[Begin Material provided]

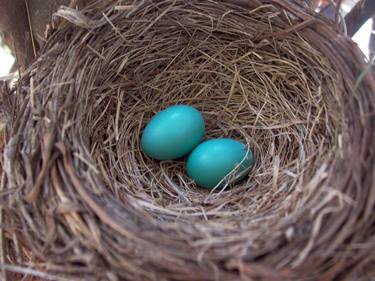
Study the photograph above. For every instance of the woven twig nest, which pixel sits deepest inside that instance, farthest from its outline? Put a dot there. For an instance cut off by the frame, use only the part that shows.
(84, 202)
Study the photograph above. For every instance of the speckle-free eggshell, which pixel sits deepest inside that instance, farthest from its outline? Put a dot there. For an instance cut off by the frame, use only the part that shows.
(173, 132)
(214, 159)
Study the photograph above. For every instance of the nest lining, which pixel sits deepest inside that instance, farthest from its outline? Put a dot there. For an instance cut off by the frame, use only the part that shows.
(80, 175)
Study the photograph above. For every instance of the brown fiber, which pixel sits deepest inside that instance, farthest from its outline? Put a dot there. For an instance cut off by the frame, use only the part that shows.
(80, 201)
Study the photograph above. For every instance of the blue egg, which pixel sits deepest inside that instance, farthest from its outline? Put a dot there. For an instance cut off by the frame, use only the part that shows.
(173, 132)
(211, 161)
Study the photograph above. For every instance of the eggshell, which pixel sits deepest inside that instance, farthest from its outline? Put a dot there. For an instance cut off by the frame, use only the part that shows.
(173, 132)
(211, 161)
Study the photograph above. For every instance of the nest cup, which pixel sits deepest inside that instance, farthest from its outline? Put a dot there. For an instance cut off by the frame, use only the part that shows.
(83, 201)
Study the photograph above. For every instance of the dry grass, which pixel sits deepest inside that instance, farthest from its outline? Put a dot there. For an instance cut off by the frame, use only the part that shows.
(85, 201)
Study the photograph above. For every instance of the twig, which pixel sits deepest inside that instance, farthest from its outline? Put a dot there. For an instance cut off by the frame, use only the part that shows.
(361, 12)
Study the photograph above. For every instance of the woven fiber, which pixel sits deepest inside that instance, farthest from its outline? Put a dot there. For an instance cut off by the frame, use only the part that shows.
(81, 201)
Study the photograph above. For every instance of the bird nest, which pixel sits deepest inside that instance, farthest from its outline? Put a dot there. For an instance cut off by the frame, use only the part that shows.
(81, 200)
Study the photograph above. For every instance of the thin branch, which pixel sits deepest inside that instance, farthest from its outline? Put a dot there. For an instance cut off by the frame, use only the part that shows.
(361, 12)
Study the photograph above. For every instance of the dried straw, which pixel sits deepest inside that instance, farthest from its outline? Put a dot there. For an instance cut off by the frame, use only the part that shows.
(84, 202)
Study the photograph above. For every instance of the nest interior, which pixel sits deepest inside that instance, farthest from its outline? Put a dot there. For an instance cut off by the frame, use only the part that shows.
(88, 202)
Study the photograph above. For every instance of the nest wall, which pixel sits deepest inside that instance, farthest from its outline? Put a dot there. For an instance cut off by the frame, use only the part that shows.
(83, 201)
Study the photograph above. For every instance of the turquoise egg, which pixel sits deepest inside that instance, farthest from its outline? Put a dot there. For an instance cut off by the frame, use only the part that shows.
(173, 132)
(211, 161)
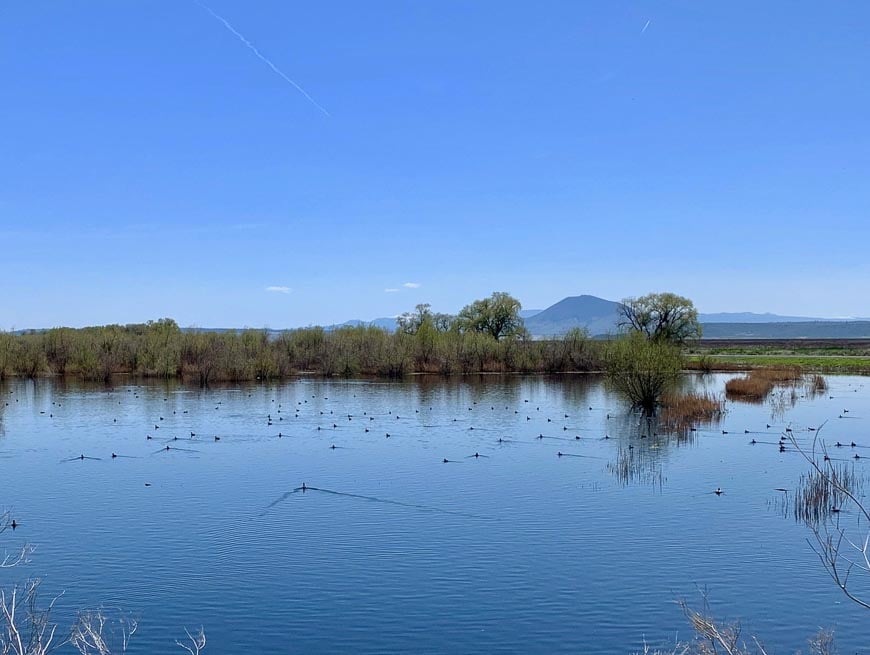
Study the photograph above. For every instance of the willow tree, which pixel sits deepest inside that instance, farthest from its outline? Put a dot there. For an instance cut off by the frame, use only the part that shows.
(497, 316)
(643, 369)
(661, 317)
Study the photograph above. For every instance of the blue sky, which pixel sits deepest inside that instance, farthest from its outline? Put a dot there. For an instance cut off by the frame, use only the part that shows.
(152, 165)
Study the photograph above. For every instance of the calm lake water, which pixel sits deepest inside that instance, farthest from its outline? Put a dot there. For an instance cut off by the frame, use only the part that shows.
(517, 550)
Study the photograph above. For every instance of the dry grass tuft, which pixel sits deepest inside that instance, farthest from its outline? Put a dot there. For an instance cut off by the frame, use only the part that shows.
(679, 413)
(758, 383)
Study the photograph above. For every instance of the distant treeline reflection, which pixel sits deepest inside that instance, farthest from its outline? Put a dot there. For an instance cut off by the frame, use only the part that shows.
(161, 349)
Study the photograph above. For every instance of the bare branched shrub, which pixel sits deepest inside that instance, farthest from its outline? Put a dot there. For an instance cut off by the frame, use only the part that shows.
(20, 556)
(95, 633)
(195, 643)
(25, 628)
(844, 553)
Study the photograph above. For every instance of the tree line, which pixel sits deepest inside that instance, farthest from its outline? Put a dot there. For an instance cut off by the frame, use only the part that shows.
(486, 336)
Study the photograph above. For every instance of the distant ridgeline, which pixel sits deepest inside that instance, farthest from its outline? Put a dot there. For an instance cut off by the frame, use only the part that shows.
(789, 330)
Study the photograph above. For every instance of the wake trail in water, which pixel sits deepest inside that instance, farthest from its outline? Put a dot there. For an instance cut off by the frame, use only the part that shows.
(426, 508)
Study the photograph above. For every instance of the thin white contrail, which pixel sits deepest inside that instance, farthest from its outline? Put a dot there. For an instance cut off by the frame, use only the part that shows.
(260, 55)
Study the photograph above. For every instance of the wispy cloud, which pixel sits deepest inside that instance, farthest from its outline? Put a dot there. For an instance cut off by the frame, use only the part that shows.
(260, 55)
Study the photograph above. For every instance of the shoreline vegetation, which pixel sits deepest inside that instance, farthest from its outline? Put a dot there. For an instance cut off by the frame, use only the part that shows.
(160, 349)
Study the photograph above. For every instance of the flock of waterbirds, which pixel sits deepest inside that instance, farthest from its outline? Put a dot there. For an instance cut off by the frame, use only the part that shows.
(301, 417)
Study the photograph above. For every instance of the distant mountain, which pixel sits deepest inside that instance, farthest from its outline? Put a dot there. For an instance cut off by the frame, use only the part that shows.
(789, 330)
(596, 315)
(601, 317)
(750, 317)
(385, 323)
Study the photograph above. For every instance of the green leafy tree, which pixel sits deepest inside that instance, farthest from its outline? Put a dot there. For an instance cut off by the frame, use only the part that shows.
(643, 369)
(497, 316)
(661, 317)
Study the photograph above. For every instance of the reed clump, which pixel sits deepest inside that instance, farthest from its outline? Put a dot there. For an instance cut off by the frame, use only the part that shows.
(682, 412)
(818, 383)
(820, 494)
(748, 388)
(758, 383)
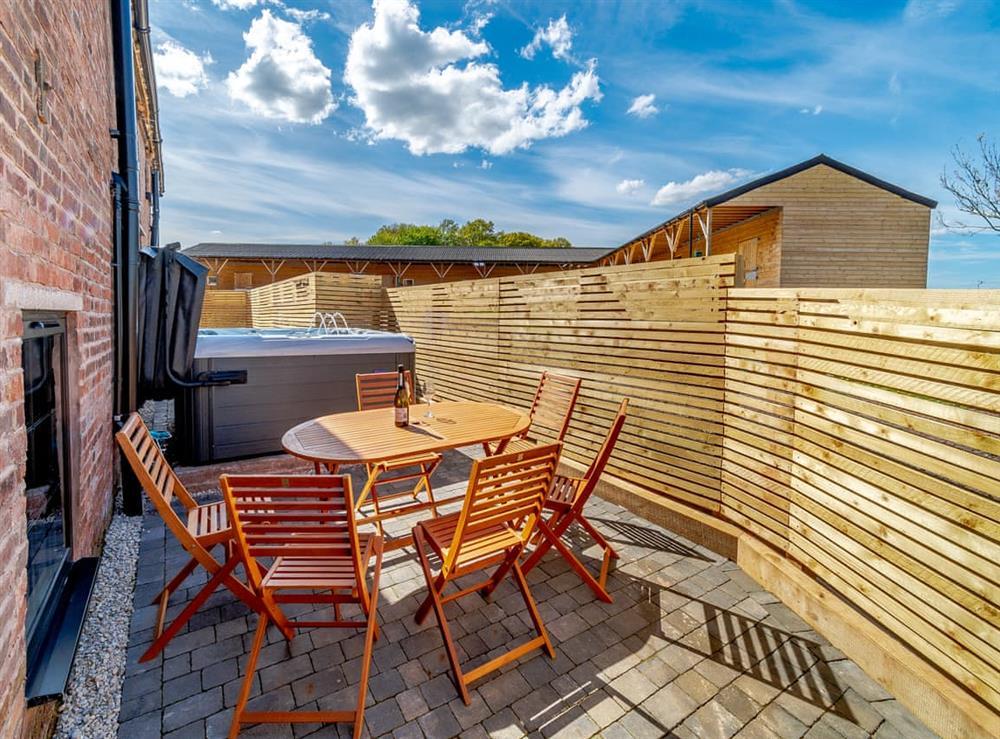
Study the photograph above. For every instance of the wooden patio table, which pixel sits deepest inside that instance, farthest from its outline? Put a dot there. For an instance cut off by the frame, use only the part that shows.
(370, 437)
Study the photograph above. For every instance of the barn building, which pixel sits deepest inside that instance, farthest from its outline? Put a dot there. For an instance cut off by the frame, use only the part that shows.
(819, 223)
(246, 266)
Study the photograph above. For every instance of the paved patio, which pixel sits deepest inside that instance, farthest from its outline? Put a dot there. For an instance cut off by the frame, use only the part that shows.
(691, 647)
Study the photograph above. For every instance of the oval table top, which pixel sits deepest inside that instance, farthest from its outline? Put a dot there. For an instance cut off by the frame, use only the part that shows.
(371, 436)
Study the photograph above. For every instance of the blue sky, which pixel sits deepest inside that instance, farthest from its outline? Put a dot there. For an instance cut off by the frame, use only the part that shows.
(316, 120)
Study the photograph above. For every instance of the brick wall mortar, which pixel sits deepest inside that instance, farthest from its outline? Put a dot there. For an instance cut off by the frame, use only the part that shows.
(55, 232)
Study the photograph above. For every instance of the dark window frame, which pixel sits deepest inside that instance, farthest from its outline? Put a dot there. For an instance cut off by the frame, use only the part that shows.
(41, 324)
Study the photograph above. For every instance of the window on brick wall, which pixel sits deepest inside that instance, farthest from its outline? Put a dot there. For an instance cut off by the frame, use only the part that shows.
(43, 360)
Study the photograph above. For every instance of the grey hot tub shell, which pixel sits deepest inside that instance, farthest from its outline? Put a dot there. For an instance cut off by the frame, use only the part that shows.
(292, 376)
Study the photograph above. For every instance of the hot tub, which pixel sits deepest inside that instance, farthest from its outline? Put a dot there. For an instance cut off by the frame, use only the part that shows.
(292, 375)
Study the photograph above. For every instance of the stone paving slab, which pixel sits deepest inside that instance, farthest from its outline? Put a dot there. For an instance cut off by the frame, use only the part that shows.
(690, 647)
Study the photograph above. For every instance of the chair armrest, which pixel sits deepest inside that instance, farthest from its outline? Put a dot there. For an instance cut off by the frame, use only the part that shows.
(564, 489)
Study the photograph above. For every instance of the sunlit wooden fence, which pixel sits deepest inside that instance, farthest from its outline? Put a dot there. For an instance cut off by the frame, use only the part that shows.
(295, 301)
(855, 431)
(225, 309)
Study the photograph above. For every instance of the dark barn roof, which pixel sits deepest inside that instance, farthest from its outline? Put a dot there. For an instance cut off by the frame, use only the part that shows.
(412, 254)
(782, 174)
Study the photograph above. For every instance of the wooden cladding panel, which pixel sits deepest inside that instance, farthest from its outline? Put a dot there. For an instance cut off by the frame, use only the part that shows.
(652, 332)
(884, 408)
(838, 230)
(226, 309)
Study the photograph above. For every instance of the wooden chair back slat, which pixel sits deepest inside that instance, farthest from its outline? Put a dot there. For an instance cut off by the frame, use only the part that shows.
(154, 473)
(504, 490)
(378, 389)
(552, 407)
(278, 516)
(604, 453)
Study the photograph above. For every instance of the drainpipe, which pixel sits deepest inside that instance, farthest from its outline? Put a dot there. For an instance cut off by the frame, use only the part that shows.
(154, 221)
(127, 235)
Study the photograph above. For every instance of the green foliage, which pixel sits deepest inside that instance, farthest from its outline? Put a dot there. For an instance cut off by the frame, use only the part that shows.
(402, 234)
(477, 232)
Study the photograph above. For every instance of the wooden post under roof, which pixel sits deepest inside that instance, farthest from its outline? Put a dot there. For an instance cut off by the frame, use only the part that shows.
(272, 270)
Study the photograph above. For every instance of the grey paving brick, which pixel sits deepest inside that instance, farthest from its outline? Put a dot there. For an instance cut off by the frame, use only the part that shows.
(713, 721)
(181, 687)
(440, 722)
(669, 706)
(504, 689)
(383, 717)
(146, 726)
(690, 647)
(191, 709)
(284, 672)
(318, 684)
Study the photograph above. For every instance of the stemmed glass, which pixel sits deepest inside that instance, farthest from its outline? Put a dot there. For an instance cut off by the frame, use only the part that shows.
(427, 396)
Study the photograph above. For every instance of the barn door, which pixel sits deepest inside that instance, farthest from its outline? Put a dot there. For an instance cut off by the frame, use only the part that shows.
(748, 250)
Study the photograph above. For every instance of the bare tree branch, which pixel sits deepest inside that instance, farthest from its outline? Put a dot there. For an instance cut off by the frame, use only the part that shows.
(975, 185)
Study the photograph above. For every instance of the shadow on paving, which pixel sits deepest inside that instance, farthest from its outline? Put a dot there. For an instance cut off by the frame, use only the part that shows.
(690, 647)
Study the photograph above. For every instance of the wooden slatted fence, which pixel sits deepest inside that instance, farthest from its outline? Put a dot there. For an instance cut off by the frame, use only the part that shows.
(295, 301)
(863, 439)
(226, 309)
(655, 334)
(855, 431)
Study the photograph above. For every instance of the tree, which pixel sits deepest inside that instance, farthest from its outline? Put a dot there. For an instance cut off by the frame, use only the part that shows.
(406, 234)
(449, 232)
(975, 184)
(477, 232)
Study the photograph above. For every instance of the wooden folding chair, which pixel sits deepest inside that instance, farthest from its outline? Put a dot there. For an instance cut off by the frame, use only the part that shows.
(305, 525)
(502, 504)
(566, 500)
(550, 415)
(205, 527)
(378, 390)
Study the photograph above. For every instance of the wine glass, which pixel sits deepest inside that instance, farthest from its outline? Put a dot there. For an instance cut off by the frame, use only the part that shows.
(427, 396)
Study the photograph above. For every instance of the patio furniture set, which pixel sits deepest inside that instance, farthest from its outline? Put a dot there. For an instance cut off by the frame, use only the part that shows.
(308, 539)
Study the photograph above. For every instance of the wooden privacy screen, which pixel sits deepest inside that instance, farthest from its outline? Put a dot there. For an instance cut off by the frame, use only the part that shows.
(857, 431)
(653, 333)
(294, 302)
(863, 438)
(225, 309)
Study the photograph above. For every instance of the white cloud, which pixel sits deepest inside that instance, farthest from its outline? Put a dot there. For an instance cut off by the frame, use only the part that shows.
(895, 86)
(296, 14)
(283, 78)
(643, 107)
(556, 35)
(428, 90)
(180, 71)
(702, 184)
(236, 4)
(305, 16)
(919, 10)
(630, 187)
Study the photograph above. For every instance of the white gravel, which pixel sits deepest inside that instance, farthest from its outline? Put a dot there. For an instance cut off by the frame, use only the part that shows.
(93, 697)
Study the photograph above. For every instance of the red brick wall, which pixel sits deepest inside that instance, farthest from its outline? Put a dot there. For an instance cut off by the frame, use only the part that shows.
(55, 252)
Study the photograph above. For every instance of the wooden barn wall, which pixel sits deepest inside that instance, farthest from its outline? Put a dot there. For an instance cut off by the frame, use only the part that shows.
(652, 332)
(766, 228)
(863, 439)
(258, 274)
(856, 431)
(294, 302)
(840, 231)
(226, 309)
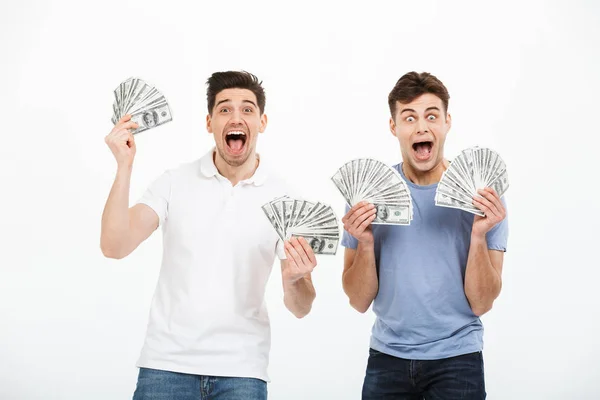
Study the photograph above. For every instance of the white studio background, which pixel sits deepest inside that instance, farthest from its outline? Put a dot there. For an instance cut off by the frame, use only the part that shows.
(523, 80)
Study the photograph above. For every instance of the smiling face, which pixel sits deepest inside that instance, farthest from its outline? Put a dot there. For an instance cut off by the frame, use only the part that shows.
(421, 127)
(235, 121)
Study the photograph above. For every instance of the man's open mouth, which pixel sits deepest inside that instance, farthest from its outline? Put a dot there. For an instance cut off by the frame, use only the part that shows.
(235, 141)
(423, 149)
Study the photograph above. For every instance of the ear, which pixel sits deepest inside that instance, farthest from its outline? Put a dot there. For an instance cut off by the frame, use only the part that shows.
(392, 126)
(208, 124)
(263, 123)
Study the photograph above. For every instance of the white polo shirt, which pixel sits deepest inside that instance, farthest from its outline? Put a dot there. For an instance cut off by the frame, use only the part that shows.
(208, 315)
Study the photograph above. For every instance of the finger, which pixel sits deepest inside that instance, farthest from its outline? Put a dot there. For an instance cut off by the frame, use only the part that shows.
(484, 205)
(120, 136)
(304, 262)
(360, 220)
(489, 200)
(126, 125)
(358, 207)
(124, 118)
(490, 194)
(366, 223)
(310, 254)
(294, 254)
(291, 263)
(359, 212)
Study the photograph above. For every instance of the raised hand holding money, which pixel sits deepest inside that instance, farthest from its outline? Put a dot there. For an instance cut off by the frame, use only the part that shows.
(357, 221)
(490, 204)
(121, 142)
(316, 223)
(145, 104)
(376, 183)
(473, 170)
(301, 259)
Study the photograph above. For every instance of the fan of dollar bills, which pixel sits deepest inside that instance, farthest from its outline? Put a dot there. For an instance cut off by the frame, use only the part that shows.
(370, 180)
(146, 105)
(474, 168)
(315, 222)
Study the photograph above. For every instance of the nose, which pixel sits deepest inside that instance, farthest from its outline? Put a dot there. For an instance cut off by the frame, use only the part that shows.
(422, 126)
(236, 116)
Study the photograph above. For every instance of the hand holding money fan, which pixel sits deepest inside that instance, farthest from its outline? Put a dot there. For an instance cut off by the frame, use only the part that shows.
(370, 180)
(474, 168)
(315, 222)
(146, 105)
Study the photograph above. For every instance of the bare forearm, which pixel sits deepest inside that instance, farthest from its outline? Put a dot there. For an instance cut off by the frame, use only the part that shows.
(482, 281)
(115, 218)
(360, 280)
(299, 296)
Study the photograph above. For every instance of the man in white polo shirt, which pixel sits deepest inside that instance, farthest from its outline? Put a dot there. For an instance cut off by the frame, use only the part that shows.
(208, 333)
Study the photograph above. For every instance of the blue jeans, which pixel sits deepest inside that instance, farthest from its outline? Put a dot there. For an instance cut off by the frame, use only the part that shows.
(454, 378)
(154, 384)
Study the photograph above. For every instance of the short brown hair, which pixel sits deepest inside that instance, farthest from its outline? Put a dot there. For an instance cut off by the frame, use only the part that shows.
(234, 79)
(412, 85)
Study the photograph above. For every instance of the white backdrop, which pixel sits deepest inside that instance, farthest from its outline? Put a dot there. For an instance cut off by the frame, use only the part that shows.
(523, 80)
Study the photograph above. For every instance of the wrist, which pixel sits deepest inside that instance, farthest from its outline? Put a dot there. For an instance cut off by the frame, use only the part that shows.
(368, 244)
(124, 169)
(291, 282)
(478, 237)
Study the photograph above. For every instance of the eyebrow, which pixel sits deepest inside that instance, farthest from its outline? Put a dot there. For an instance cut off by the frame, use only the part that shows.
(226, 100)
(427, 109)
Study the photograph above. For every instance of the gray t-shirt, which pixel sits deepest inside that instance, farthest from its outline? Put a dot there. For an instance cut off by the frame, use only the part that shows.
(421, 307)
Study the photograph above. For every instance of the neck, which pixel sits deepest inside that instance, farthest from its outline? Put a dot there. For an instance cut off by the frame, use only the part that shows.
(424, 178)
(236, 173)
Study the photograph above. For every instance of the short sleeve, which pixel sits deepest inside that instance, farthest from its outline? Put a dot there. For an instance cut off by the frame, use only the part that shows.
(157, 196)
(497, 237)
(348, 240)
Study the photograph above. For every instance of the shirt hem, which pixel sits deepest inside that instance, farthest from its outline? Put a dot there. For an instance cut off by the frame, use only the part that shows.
(204, 370)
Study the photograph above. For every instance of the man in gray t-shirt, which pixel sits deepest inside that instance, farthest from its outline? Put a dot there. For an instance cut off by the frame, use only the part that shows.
(431, 280)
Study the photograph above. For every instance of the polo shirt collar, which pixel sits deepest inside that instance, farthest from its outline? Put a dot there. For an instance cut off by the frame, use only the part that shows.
(209, 169)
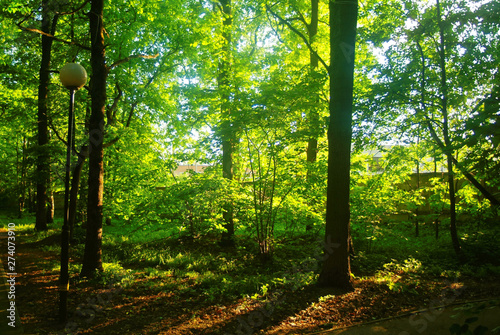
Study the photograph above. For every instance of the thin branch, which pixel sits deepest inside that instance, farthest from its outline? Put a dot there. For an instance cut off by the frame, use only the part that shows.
(298, 33)
(127, 59)
(111, 111)
(38, 31)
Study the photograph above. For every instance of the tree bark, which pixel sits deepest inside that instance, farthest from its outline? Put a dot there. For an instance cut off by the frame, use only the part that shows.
(336, 270)
(312, 30)
(42, 168)
(227, 131)
(92, 259)
(446, 135)
(75, 185)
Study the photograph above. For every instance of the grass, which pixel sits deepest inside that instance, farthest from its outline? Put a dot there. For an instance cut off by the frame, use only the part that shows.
(154, 257)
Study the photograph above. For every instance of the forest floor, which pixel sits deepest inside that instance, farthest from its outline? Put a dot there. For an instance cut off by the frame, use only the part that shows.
(148, 307)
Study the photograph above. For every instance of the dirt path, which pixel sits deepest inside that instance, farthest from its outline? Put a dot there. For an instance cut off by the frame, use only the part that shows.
(10, 322)
(472, 315)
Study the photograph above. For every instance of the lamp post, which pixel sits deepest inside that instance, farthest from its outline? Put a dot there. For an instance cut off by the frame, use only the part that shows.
(73, 77)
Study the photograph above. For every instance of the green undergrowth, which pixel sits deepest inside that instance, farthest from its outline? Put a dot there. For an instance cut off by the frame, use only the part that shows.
(159, 259)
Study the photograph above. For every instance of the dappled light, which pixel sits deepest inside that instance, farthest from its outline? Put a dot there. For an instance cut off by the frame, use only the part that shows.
(249, 167)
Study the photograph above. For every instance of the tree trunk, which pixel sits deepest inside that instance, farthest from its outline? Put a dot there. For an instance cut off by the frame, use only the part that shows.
(92, 260)
(336, 270)
(312, 30)
(446, 135)
(227, 131)
(75, 185)
(42, 168)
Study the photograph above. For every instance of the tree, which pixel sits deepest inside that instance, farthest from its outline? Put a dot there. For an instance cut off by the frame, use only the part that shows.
(227, 127)
(336, 270)
(92, 259)
(49, 22)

[End Material provided]

Task to complete
All lines from the one containing "the grass, which" through the final line of the listing above are to be reproduced exactly; include both and add nothing.

Result of the task
Study the photograph above. For every instance of the grass, which pixel sits deepest inside that instance, farthest from its outline? Put a dot there. For an instance cut off by the frame, use only the part that shows.
(154, 257)
Study the photograph above. For every instance of the forest floor, which pixel sits deepest inside that instance, farthest from its outline? Put a dot there. For an instance cut off by the frame, use only the part that shows.
(148, 307)
Study the photograph above. For every instance of the dirt path, which pixel sits deepest inside that instance, farthest from its outline? Put a dot there. For an instance cut off by the frame, use only the part that shows.
(10, 322)
(472, 315)
Study the photograph above. For every instance of the lamp post, which pixel sits deepest inside that instance, farthest from its outline? Put a dot there. For an instance cut off by the frame, use only the part that shows.
(73, 77)
Study the photograph above. For every instance of the green undergrowth, which pixel sits deepest inside that instance, farthest from its outline? Put a dot there. For an instance cut off by the frame, use only the part that shows.
(159, 259)
Study the photograph above. For every instance of the dappled light, which pixel sits deepest inside that instance, farthest from its outline? Put a dot there. For an instance cut off by the frame, use only the part that shows.
(249, 167)
Study the photograph above. For every instance of the tree trunk, which pixel sits deepest inside that instance, farthest from its outline? Put a dot there. For an instance cut off by the frame, use only the part that shows.
(92, 260)
(336, 270)
(312, 30)
(446, 135)
(227, 131)
(75, 185)
(42, 168)
Study the photograph above. For every instance of the tree, which pixel sits deepest inside that instance, farthest from its outline? Put a dot there. For an instance cut off by the frame, use only the part that shows.
(227, 127)
(336, 270)
(92, 259)
(49, 22)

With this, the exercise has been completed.